## [STATED GOAL]
Print the entries below without any change, from the line with "Which region of the image contains the forest?" up to and including the line with "top-left (69, 209), bottom-right (600, 400)".

## [RECORDS PROVIDED]
********************
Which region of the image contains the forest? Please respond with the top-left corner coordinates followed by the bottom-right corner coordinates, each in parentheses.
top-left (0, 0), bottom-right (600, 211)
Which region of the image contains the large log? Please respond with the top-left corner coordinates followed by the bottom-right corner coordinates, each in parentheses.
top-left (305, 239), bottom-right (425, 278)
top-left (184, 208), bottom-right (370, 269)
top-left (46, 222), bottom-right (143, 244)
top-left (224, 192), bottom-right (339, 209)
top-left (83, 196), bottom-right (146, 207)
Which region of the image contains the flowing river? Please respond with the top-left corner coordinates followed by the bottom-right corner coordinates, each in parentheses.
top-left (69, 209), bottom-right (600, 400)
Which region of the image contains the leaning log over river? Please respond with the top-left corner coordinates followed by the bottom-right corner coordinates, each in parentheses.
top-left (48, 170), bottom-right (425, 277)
********************
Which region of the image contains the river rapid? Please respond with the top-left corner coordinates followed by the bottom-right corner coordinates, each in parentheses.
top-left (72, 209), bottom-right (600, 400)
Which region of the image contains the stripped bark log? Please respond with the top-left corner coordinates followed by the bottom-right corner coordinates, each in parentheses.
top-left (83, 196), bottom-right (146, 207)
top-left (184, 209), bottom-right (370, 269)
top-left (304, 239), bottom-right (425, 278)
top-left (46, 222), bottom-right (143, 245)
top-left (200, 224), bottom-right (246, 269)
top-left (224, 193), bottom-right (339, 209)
********************
## [FULL SOLUTION]
Which region of the image contains the forest? Please respond with the top-left corner coordinates followed by the bottom-right corner coordinates, each in parentheses.
top-left (0, 0), bottom-right (600, 211)
Which region of the image contains the large log? Please respond with the top-left corner coordinates followed by the bottom-right corner coordinates, each in parentheses.
top-left (305, 239), bottom-right (425, 278)
top-left (184, 208), bottom-right (370, 269)
top-left (46, 222), bottom-right (143, 244)
top-left (224, 192), bottom-right (339, 209)
top-left (83, 196), bottom-right (146, 207)
Which region of the image contains the flowing river? Please respond with the top-left corner coordinates followed by the bottom-right corner coordinates, each in parentheses.
top-left (69, 209), bottom-right (600, 400)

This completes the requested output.